- **Passage for review**
Blade Silvano, 40, is accused of using an unknown object to have ‘intercourse’ during the relationship and even proposed marriage. The ‘sophisticated deception’ involved her claiming to be an Army officer, sending photos of herself ‘shaving’, and never walking around naked.
The alleged victim told Cambridge Crown Court that Silvano would discuss the cancer treatment ‘he’ was having.
Asked about intimacy between them, she said she had never seen ‘his’ private parts, adding: ‘He would never allow me to go near his genital region.’
She had been expecting to go to an officers’ ball in December 2016 with Silvano, who claimed to be a vet in the Army, but this was called off after ‘he’ told her about being trampled by a cow.
Blade Silvano, 40, is accused of sexually assaulting the woman she met on the internet, where she allegedly claimed to be male looking for a female partner
‘He sent me a picture of his leg elevated on a sofa at his house,’ the woman told the jury.
‘He said because it was the weekend they [doctors] couldn’t do anything further but he’d be going back to hospital to have a small operation to rectify what the cow had done.’ Silvano had never been in the Army, the jury was told.
The 40-year-old is said to have met her victim through an online dating site where she described herself as a man looking for a woman.
Her alleged victim, who can’t be named for legal reasons, only discovered her lover’s true sex by chance on Facebook.
She told police in an interview: ‘She denied me the right to consent. Everyone has the right to know who they are having sex with and what they are having sex with.
‘I consented to have sex with a male, not a female. I did not consent to have sex with a female who was penetrating me with something.’
Debra White, defending, suggested Silvano had never been to the woman’s house and all communication had been via mobile devices.
‘Had you met in the flesh, you would have known that Blade Silvano was a woman,’ she said.
Blade Silvano, pictured in a Market Times article from 2016, denies two counts of assault by penetration
The complainant replied: ‘That is incorrect. I’ve only known Blade as a man.’
The court heard that the woman eventually learned that Silvano had a partner. At the time the partner had a business selling witchcraft and goth items at a market in a Victorian town hall, where Silvano ran a café.
The woman denied seeking revenge on Silvano after discovering she was already in a relationship.
However, she sent an angry WhatsApp message to the defendant, which was read out in court.
It said: ‘You clearly have been leading me on and have some serious issues. I hope the woman in your life figures you out.
‘I deserve to be someone’s only. My boys deserve better than this rubbish. You have messed up – getting someone to go wedding dress shopping, getting me to think you were seriously ill…
‘All I wanted was a loyal, honest man. It’s obvious you like to play with hearts and minds. Clearly you have psychological issues to do this for two years.’
The woman said her last contact with Silvano was in October 2018, when she messaged her to ask if her partner would stop ‘contacting my family’.

- **Extracted records**
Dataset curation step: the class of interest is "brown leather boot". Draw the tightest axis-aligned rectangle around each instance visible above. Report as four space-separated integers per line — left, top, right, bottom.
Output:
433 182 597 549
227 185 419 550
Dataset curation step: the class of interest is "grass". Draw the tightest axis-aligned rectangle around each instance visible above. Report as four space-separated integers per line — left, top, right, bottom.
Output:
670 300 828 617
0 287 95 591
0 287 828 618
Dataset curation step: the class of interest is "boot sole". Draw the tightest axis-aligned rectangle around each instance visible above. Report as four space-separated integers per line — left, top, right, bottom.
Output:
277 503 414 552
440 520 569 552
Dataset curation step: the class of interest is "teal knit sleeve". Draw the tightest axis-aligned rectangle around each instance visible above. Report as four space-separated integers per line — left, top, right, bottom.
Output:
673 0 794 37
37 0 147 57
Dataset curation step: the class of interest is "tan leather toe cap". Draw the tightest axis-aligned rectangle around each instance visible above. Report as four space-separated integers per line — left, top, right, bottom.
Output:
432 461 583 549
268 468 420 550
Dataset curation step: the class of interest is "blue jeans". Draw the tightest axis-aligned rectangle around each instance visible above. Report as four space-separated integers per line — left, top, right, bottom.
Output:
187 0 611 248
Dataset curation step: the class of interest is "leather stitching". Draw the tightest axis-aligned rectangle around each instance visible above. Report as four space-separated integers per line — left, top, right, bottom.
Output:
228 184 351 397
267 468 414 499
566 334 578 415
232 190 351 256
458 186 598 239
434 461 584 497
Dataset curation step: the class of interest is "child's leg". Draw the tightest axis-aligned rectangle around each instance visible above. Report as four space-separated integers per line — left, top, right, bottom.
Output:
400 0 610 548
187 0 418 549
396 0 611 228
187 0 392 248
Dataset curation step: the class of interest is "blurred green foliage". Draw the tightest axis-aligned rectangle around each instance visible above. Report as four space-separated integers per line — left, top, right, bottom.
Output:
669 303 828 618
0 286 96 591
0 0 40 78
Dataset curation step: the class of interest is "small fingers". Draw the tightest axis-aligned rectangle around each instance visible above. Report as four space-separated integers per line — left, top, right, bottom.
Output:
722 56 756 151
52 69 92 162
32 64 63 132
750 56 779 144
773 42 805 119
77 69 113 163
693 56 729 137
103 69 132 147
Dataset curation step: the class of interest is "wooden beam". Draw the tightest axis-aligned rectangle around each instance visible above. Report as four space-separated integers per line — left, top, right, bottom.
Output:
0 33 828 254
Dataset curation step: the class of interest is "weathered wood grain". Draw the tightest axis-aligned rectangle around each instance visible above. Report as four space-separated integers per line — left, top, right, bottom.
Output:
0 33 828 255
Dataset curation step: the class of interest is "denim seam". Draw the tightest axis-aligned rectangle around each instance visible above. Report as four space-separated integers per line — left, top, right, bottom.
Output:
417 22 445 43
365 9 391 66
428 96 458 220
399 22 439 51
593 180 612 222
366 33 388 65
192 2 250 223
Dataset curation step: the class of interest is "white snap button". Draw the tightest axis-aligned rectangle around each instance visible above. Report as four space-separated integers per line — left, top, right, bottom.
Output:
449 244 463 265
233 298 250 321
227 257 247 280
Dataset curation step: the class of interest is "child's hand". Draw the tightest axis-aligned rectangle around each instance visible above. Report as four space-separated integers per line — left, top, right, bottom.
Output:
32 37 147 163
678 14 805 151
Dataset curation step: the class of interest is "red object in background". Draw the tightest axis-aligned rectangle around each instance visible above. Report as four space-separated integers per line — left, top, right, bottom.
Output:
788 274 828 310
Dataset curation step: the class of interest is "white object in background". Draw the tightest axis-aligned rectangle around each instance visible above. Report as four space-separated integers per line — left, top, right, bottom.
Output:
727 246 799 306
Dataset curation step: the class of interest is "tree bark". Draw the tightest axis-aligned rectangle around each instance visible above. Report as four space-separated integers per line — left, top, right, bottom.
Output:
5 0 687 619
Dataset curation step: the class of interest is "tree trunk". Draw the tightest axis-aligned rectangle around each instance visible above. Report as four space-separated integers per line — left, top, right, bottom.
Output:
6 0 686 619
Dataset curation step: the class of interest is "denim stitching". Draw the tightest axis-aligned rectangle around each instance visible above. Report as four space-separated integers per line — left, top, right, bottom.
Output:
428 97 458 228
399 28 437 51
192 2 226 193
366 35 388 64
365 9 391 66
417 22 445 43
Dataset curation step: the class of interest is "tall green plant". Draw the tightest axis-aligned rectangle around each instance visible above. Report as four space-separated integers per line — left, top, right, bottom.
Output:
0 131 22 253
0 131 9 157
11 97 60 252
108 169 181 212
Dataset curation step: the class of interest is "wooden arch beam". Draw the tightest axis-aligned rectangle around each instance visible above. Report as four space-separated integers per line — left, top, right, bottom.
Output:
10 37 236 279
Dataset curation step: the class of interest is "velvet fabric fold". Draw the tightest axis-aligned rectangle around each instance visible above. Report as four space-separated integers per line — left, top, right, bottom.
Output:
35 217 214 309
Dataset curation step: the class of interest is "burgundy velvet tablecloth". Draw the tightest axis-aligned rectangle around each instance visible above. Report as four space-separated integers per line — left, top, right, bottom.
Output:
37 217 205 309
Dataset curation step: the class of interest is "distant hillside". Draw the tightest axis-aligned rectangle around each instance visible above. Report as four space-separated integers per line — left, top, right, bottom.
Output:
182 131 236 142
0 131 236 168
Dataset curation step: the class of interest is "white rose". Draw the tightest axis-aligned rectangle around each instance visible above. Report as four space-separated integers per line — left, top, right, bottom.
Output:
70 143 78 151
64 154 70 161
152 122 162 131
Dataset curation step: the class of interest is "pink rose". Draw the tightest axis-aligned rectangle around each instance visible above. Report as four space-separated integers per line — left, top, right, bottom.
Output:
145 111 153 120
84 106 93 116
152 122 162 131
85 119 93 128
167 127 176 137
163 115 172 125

- **Assignment**
Transcribe the portion of the court report that starts with the words "Blade Silvano, pictured" and ends with "ran a café.".

- **Exercise response**
Blade Silvano, pictured in a Market Times article from 2016, denies two counts of assault by penetration
The complainant replied: ‘That is incorrect. I’ve only known Blade as a man.’
The court heard that the woman eventually learned that Silvano had a partner. At the time the partner had a business selling witchcraft and goth items at a market in a Victorian town hall, where Silvano ran a café.